WORK ITEM: Look through the data below and work out how many lines contain the string "tent". Give the number alone.
:: GIVEN ENTRIES ::
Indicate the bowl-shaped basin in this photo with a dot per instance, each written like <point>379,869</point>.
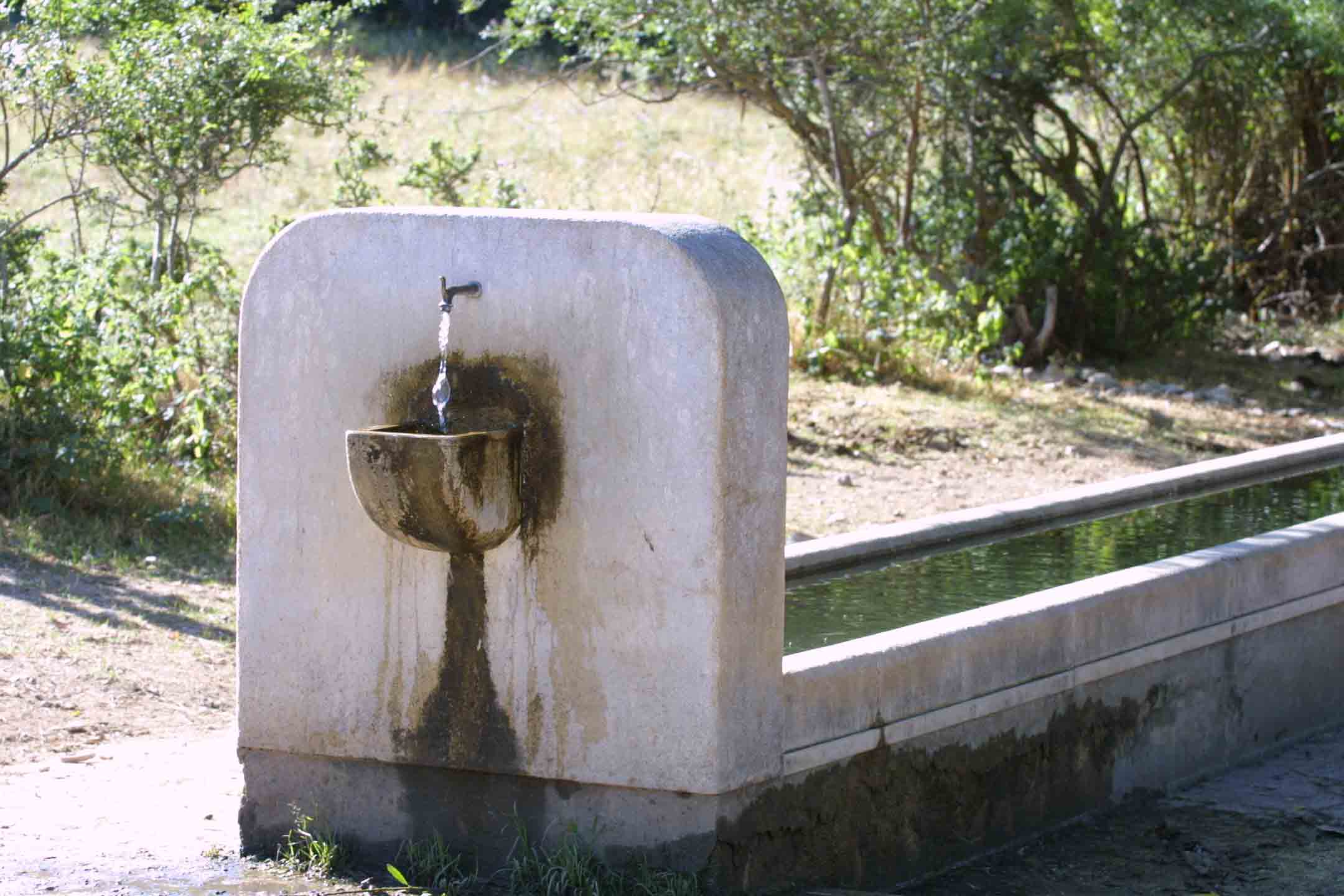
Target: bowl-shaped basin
<point>455,491</point>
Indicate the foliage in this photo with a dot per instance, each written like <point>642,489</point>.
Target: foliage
<point>362,156</point>
<point>131,351</point>
<point>306,849</point>
<point>442,175</point>
<point>573,869</point>
<point>944,140</point>
<point>432,866</point>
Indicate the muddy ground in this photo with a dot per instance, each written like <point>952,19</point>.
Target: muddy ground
<point>89,657</point>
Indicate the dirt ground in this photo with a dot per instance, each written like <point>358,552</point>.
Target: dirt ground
<point>89,657</point>
<point>1272,826</point>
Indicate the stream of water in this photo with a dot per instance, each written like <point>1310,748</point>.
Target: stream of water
<point>442,393</point>
<point>851,605</point>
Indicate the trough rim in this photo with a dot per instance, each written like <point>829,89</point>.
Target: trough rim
<point>1052,510</point>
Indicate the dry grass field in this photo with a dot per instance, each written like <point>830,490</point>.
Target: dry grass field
<point>566,146</point>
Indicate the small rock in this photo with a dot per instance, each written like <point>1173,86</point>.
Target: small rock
<point>1103,381</point>
<point>1055,374</point>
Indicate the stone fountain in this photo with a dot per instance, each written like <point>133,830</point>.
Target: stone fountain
<point>570,613</point>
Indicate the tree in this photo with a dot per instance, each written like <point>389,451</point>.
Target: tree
<point>171,98</point>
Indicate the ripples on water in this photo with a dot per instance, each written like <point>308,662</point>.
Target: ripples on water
<point>862,604</point>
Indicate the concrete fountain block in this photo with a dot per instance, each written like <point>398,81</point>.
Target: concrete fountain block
<point>628,636</point>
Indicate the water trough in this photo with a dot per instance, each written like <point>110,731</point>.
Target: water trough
<point>617,660</point>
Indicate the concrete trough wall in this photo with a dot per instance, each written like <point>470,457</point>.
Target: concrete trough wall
<point>918,747</point>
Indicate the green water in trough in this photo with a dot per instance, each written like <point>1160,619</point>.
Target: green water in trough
<point>861,602</point>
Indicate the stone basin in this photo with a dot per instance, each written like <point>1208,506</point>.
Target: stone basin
<point>455,491</point>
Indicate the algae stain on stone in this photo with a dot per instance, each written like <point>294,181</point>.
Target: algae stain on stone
<point>897,805</point>
<point>460,722</point>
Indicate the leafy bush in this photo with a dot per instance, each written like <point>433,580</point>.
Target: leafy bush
<point>97,366</point>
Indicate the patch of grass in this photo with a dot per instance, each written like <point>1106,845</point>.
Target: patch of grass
<point>429,864</point>
<point>573,869</point>
<point>146,520</point>
<point>309,851</point>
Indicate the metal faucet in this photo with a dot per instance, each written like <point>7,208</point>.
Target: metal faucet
<point>449,293</point>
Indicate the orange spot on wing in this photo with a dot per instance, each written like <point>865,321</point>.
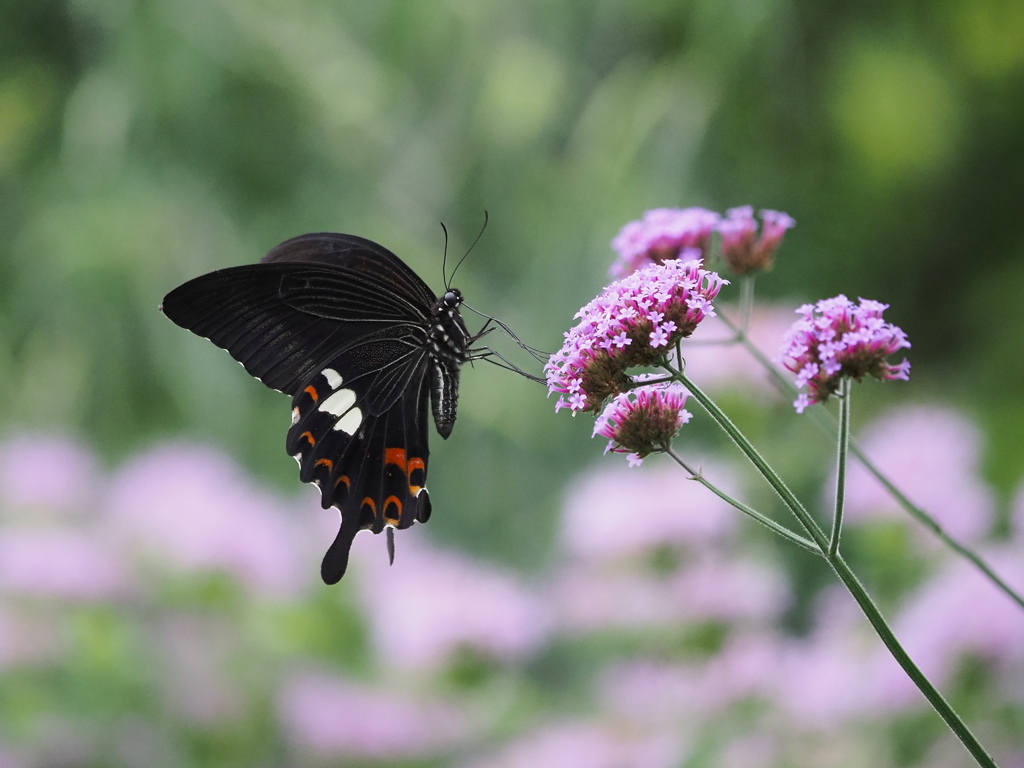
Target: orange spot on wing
<point>392,501</point>
<point>416,465</point>
<point>396,457</point>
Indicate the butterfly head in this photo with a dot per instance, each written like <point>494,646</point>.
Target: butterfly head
<point>452,298</point>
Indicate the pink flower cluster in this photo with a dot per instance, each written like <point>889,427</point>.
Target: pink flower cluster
<point>662,235</point>
<point>634,323</point>
<point>643,420</point>
<point>684,233</point>
<point>836,338</point>
<point>741,248</point>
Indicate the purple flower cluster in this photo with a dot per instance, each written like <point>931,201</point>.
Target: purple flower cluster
<point>684,233</point>
<point>663,235</point>
<point>741,248</point>
<point>634,323</point>
<point>643,420</point>
<point>836,338</point>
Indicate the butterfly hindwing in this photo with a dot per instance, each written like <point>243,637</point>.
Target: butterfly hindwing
<point>372,467</point>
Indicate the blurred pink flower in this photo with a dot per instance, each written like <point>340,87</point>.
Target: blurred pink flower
<point>1017,515</point>
<point>615,512</point>
<point>821,681</point>
<point>955,613</point>
<point>331,717</point>
<point>584,744</point>
<point>441,601</point>
<point>589,597</point>
<point>933,455</point>
<point>729,589</point>
<point>45,473</point>
<point>195,654</point>
<point>192,508</point>
<point>59,563</point>
<point>28,635</point>
<point>729,368</point>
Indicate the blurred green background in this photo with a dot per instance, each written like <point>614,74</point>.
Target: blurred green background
<point>144,142</point>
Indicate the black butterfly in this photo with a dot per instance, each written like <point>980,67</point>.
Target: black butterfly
<point>360,344</point>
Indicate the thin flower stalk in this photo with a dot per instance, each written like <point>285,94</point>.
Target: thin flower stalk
<point>845,574</point>
<point>845,393</point>
<point>778,527</point>
<point>826,422</point>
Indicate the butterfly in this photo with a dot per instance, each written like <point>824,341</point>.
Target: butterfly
<point>364,348</point>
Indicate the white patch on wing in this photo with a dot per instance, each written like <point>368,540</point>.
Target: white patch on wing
<point>350,421</point>
<point>339,402</point>
<point>342,404</point>
<point>334,379</point>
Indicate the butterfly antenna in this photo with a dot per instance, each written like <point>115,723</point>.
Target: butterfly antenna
<point>444,259</point>
<point>480,235</point>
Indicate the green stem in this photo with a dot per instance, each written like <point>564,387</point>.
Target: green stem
<point>848,578</point>
<point>753,513</point>
<point>823,420</point>
<point>846,394</point>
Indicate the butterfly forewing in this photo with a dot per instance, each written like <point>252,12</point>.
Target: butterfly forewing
<point>361,345</point>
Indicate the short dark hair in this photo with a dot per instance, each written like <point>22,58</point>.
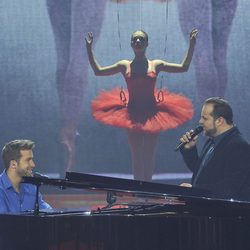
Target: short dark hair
<point>221,109</point>
<point>11,150</point>
<point>145,34</point>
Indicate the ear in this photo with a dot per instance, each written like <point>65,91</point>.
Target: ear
<point>13,164</point>
<point>220,121</point>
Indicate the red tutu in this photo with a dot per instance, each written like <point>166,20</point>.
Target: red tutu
<point>168,113</point>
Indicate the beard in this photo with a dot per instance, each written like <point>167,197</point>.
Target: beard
<point>24,172</point>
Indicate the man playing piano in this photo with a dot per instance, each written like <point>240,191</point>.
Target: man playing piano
<point>16,197</point>
<point>223,165</point>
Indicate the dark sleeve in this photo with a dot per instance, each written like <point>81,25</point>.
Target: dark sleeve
<point>235,178</point>
<point>239,174</point>
<point>190,157</point>
<point>43,204</point>
<point>3,206</point>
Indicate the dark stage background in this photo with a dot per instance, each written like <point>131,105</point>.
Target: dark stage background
<point>47,84</point>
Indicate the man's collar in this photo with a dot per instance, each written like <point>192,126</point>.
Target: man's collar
<point>219,137</point>
<point>5,180</point>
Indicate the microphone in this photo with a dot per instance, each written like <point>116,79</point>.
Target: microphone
<point>39,175</point>
<point>196,131</point>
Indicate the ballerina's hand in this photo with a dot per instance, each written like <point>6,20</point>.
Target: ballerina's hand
<point>193,35</point>
<point>89,38</point>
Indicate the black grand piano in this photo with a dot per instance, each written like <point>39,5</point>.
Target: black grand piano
<point>161,217</point>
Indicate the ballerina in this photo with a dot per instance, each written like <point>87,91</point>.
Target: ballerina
<point>140,109</point>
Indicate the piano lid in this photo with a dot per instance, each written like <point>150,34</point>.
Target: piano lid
<point>127,185</point>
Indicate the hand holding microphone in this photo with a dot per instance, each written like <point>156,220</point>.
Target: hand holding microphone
<point>189,139</point>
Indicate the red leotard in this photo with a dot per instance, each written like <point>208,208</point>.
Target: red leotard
<point>143,112</point>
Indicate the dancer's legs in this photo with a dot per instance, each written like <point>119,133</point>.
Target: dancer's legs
<point>223,14</point>
<point>142,147</point>
<point>71,20</point>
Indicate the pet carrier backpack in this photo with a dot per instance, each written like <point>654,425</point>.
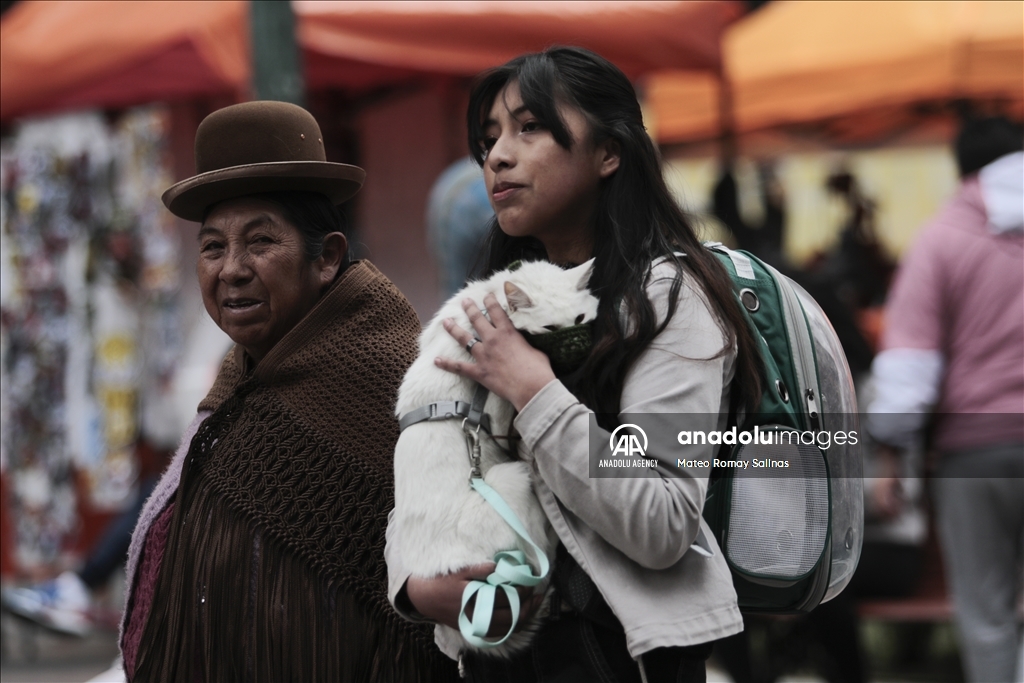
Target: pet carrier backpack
<point>791,534</point>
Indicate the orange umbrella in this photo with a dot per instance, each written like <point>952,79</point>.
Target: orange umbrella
<point>796,62</point>
<point>464,38</point>
<point>58,54</point>
<point>62,54</point>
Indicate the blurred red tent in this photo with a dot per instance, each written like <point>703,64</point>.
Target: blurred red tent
:::
TASK RESULT: 2